FRAGMENT TEKSTU -
Jeszcze o jedzeniu. Obiecaliśmy sobie jeszcze jedną wizytę w restauracji. Tym razem trafiliśmy do restauracji w Goßweinstein. Zamówiliśmy coś zrobione ze Schwine i jakiś Wurst. Dostaliśmy pieczeń wieprzową z piękną, wielką ziemniaczaną kluchą i duszoną kapustą kiszoną do tego oraz białe kiełbaski z ziemniakami i kapustą. Oba dania pyszne, choć wieprzowina nieco słona. Dzieci zjadły standardowo paluszki rybne z frytkami – danie dostępne wszędzie :) (ciekawe czy też poza Europą i USA?)

sobota, 6 lipca 2013

Wspinanie i jedzenie

Teraz może bardziej wspinaczkowo. Będę podawał przybliżoną odległość do skały od Pottenstein, bo tu mieszkamy, a poza tym, jest to centrum Frankenjury. Skały w które bez wahania można jechać z dziećmi to:
  • Weißenstein – pięknie wspinanie przy samej drodze. Niemal 50 dróg w trudnościach od 3 do 9 (7c). Wspinanie po dobrych chwytach, w pięknych przewieszeniach już na drogach -6! Drogi (do -7, dalej nie wiem) piękne pod onsight. Na dzisiaj nasz numer jeden i pod kątem wspinania i pod kątem dzieci. Pod skałą zupełnie równo, piękny piknik niemal jak pod Łabajową (na jurze krakowsko-częstochowskiej). Dodatkowo przy samej skale parking a przy nim toi-toi o niespotykanej w Polsce czystości. Ok 22 km od Pottenstein.

WYBRANE WIERSZE -
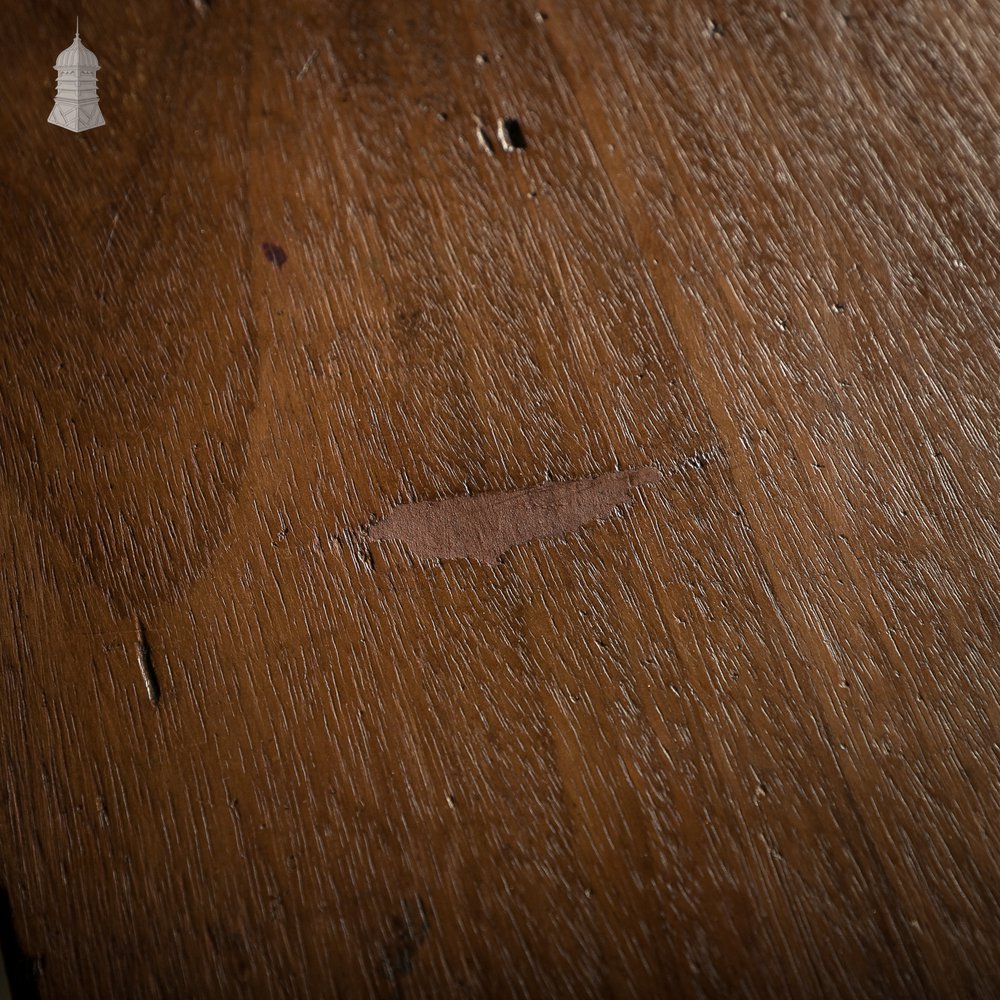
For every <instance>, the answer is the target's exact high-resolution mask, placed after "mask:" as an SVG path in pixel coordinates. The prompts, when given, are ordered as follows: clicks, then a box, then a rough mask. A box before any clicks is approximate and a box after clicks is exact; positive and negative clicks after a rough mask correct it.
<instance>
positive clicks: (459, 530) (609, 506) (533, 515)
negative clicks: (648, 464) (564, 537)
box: [369, 466, 660, 562]
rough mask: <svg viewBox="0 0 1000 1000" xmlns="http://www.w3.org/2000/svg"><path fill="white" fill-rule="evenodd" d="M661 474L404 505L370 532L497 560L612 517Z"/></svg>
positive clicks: (415, 554) (618, 477)
mask: <svg viewBox="0 0 1000 1000" xmlns="http://www.w3.org/2000/svg"><path fill="white" fill-rule="evenodd" d="M659 478H660V473H659V472H658V471H657V470H656V469H654V468H653V467H652V466H647V467H645V468H641V469H627V470H625V471H622V472H610V473H608V474H607V475H604V476H598V477H596V478H594V479H578V480H574V481H572V482H563V483H545V484H543V485H541V486H534V487H532V488H530V489H525V490H510V491H508V492H504V493H480V494H477V495H475V496H466V497H449V498H447V499H442V500H426V501H423V502H420V503H412V504H403V505H402V506H400V507H397V508H396V509H395V510H393V511H391V512H390V513H389V514H388V515H387V516H386V517H385V518H384V519H383V520H381V521H379V522H378V523H377V524H376V525H375V526H374V527H373V528H372V529H371V531H370V532H369V537H370V538H373V539H375V540H379V541H382V540H394V541H401V542H403V543H404V544H405V545H406V547H407V548H408V549H409V550H410V551H411V552H412V553H413V554H414V555H415V556H417V557H418V558H421V559H461V558H466V559H477V560H480V561H482V562H495V561H496V560H497V559H498V558H499V557H500V556H501V555H503V553H504V552H506V551H507V550H508V549H510V548H512V547H513V546H515V545H520V544H523V543H524V542H530V541H533V540H535V539H538V538H561V537H563V536H564V535H566V534H569V533H570V532H572V531H576V530H577V529H578V528H581V527H582V526H583V525H585V524H587V523H588V522H589V521H594V520H598V519H600V518H603V517H607V516H608V515H609V514H610V513H611V512H612V511H613V510H615V509H616V508H618V507H621V506H623V505H624V504H626V503H628V502H629V500H630V496H629V494H630V491H631V490H632V489H633V488H634V487H636V486H641V485H643V484H646V483H655V482H656V481H657V480H658V479H659Z"/></svg>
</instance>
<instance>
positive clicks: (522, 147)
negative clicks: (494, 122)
mask: <svg viewBox="0 0 1000 1000" xmlns="http://www.w3.org/2000/svg"><path fill="white" fill-rule="evenodd" d="M497 138H499V140H500V146H501V147H502V149H503V151H504V152H505V153H513V152H515V151H516V150H518V149H526V148H527V146H528V143H527V140H526V139H525V138H524V130H523V129H522V128H521V123H520V122H519V121H518V120H517V119H516V118H501V119H500V121H499V122H497Z"/></svg>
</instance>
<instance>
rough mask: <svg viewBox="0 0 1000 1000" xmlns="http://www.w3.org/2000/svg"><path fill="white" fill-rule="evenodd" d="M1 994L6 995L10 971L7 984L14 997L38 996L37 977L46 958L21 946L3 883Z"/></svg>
mask: <svg viewBox="0 0 1000 1000" xmlns="http://www.w3.org/2000/svg"><path fill="white" fill-rule="evenodd" d="M0 957H2V959H3V968H0V995H3V992H4V991H3V981H2V980H3V974H4V969H6V971H7V986H8V987H9V990H10V997H11V1000H36V998H37V997H38V977H39V976H40V975H41V974H42V968H43V966H44V960H43V959H42V958H41V957H40V956H35V955H28V954H27V953H26V952H25V951H24V949H23V948H22V947H21V942H20V940H19V939H18V936H17V932H16V931H15V929H14V914H13V911H12V910H11V906H10V896H8V894H7V890H6V889H5V888H3V887H2V886H0Z"/></svg>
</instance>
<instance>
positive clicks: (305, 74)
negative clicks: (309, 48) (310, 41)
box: [295, 49, 319, 80]
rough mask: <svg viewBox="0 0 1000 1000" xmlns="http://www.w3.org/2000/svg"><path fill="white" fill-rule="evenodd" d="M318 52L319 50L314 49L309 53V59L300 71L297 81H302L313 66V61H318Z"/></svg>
mask: <svg viewBox="0 0 1000 1000" xmlns="http://www.w3.org/2000/svg"><path fill="white" fill-rule="evenodd" d="M318 52H319V49H313V50H312V52H310V53H309V57H308V58H307V59H306V61H305V62H304V63H303V64H302V69H300V70H299V72H298V75H297V76H296V77H295V79H296V80H301V79H302V77H304V76H305V75H306V73H308V72H309V67H310V66H312V64H313V61H314V60H315V59H316V54H317V53H318Z"/></svg>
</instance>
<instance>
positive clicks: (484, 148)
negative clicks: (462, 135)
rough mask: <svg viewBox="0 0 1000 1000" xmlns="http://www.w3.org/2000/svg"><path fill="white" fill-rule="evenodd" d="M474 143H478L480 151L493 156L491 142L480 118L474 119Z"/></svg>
mask: <svg viewBox="0 0 1000 1000" xmlns="http://www.w3.org/2000/svg"><path fill="white" fill-rule="evenodd" d="M476 142H478V143H479V148H480V149H482V150H483V151H484V152H486V153H488V154H489V155H490V156H493V140H492V139H491V138H490V134H489V132H488V131H487V130H486V125H485V124H484V122H483V121H482V119H481V118H477V119H476Z"/></svg>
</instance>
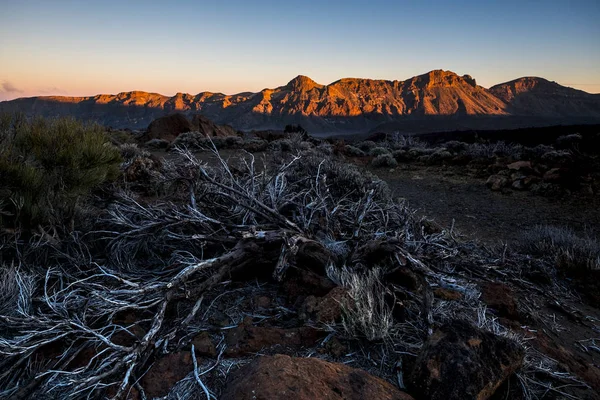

POLECENIE A -
Wypisz wszystkie dania, które według tekstu o wspinaniu i jedzeniu we Frankenjurze zjedzono podczas wizyty w restauracji w Goßweinstein.
POLECENIE B -
Kontynuuj tekst o wspinaniu i jedzeniu we Frankenjurze od miejsca, w którym się urywa.

ODPOWIEDŹ A -
- pieczeń wieprzowa z wielką ziemniaczaną kluchą i duszoną kapustą kiszoną
- białe kiełbaski z ziemniakami i kapustą
- paluszki rybne z frytkami

ODPOWIEDŹ B -
    Teren pod Weißenstein
    Weißenstein
  • Neuhauser Wand – ciekawe zaskoczenie. Skała w samym centrum wioski, nad rzeczką, w skale kaplica z ławeczkami (ale nie koliduje ze wspinaniem), a pod skałą (naprawdę, pod samą skałą!) piaskownica. Czy można sobie wymarzyć lepsze miejsce na wspinanie z dziećmi? Nasi chłopcy od razu do piaskownicy, w niej jakieś bezpańskie plastikowe zabawki, a dla nas hulaj dusza – wskakujemy w uprzęże. Skała już nie tak piękna jak pierwsza z wymienionych, ale powspinać się można. Zrobiliśmy tam tylko kilka dróg, bo znaleźliśmy skałę pierwszego dnia po wspinaniu i tylko tak na próbę się wstawiłem. Niemniej, nasze dzieci wciąż ją wspominają (ta piaskownica!). Miejscowość, w której jest skała, czyli Neuhaus, jest ok 4 km od Aufseß, w którym znajduje się lokalny browar, pod wrażeniem którego znajdujemy się po dziś dzień (znaczy nie browaru, tylko produktów, które na świat wydaje). Ok 30km od Pottenstein.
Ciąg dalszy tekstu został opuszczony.